━━━━━ EXTRACT ━━━━━

Impact
This attack is very similar in concept and application to CVE-2025-31133,
except that it attacks a similar vulnerability in a different target (namely,
the bind-mount of /dev/pts/$n to /dev/console as configured for all
containers that allocate a console).
In runc version 1.0.0-rc3 and later, due to insufficient checks when
bind-mounting /dev/pts/$n to /dev/console inside the container, an attacker
can trick runc into bind-mounting paths which would normally be made read-only
or be masked onto a path that the attacker can write to. This happens after
pivot_root(2), so this cannot be used to write to host files directly --
however, as with CVE-2025-31133, this can load to denial of service of the host
or a container breakout by providing the attacker with a writable copy of
/proc/sysrq-trigger or /proc/sys/kernel/core_pattern (respectively).
The reason that the attacker can gain write access to these files is because
the /dev/console bind-mount happens before maskedPaths and readonlyPaths
are applied.
This attack was analysed as having a CVSSv4 severity of 7.3 (High) using the
vector CVSS:4.0/AV:L/AC:L/AT:P/PR:L/UI:A/VC:H/VI:H/VA:H/SC:H/SI:H/SA:H.
Additional Findings
While investigating this issue, we discovered some other theoretical issues
that may or may not be exploitable, as well as taking the opportunity to fix
some fairly well-known issues related to consoles.
Issue 1: Problematic Usage of os.Create
Go provides an os.Create function for creating files, which older code in
runc (dating back to the original libcontainer from the early 2010s) had a
tendency to use fairly liberally. os.Create implies O_CREAT|O_TRUNC but by
design it does not apply O_NOFOLLOW nor O_EXCL, meaning if the target is
swapped with a malicious symlink runc can be tricked into truncating host files
(which can lead to denial of service attacks, among other concerns).
We conducted an audit of all os.Create usages in runc and found some
suspicious usages related to device inodes, but based on our testing these were
not exploitable in practice. We now have custom code lints to block any
os.Create usage in runc, and plan to do a further audit of any other plain
os.* operation usage throughout runc after this advisory becomes public.
CVE-2024-45310 was a similar attack but without the O_TRUNC component (which
resulted in a "Low" severity) -- a similar attack being exploitable would've
been much more severe. As this attack did not appear to be exploitable, we did
not assign a CVSS vector for this theoretical attack.
Issue 2: Malicious /dev/pts/$n Inode Attacks (TIOCGPTPEER)
The (very) classic API for constructing consoles involves first opening
/dev/ptmx for reading and writing. This allocates a new pseudo-terminal and
the returned file descriptor is the "master" end (which is used by higher-level
runtimes to do I/O with the container).
Traditionally, in order to get the "slave" end, you do ioctl(ptm, TIOCGPTN)

━━━━━

### PROBLEM SET
1. Answer these questions from the advisory, one line each:
(a) From which runc version onward does the /dev/console bind-mount issue exist?
(b) What CVSSv4 severity was assigned to this attack?
(c) Which two flags does os.Create, by design, not apply?
2. Reproduce the part of the advisory that opens with the words containing "We conducted an" and closes with "Inode Attacks (TIOCGPTPEER)".

━━━━━ RAW DATA ━━━━━

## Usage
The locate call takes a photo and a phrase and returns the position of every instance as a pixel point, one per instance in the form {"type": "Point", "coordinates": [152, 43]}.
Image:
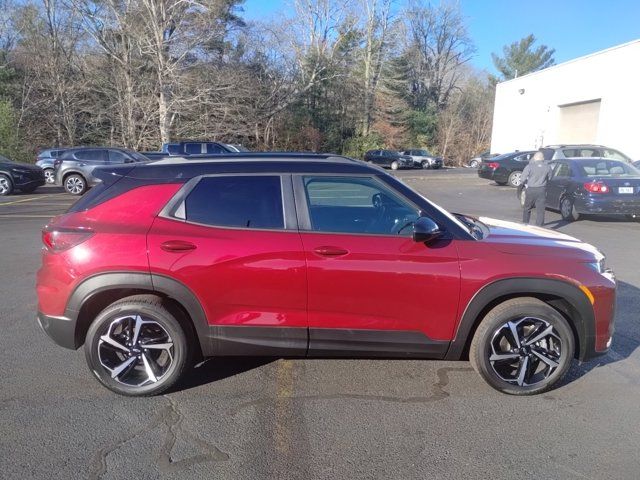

━━━━━

### RESPONSES PER TASK
1.
(a) Version 1.0.0-rc3 and later.
(b) 7.3 (High).
(c) O_NOFOLLOW and O_EXCL.

2.
We conducted an audit of all os.Create usages in runc and found some
suspicious usages related to device inodes, but based on our testing these were
not exploitable in practice. We now have custom code lints to block any
os.Create usage in runc, and plan to do a further audit of any other plain
os.* operation usage throughout runc after this advisory becomes public.
CVE-2024-45310 was a similar attack but without the O_TRUNC component (which
resulted in a "Low" severity) -- a similar attack being exploitable would've
been much more severe. As this attack did not appear to be exploitable, we did
not assign a CVSS vector for this theoretical attack.
Issue 2: Malicious /dev/pts/$n Inode Attacks (TIOCGPTPEER)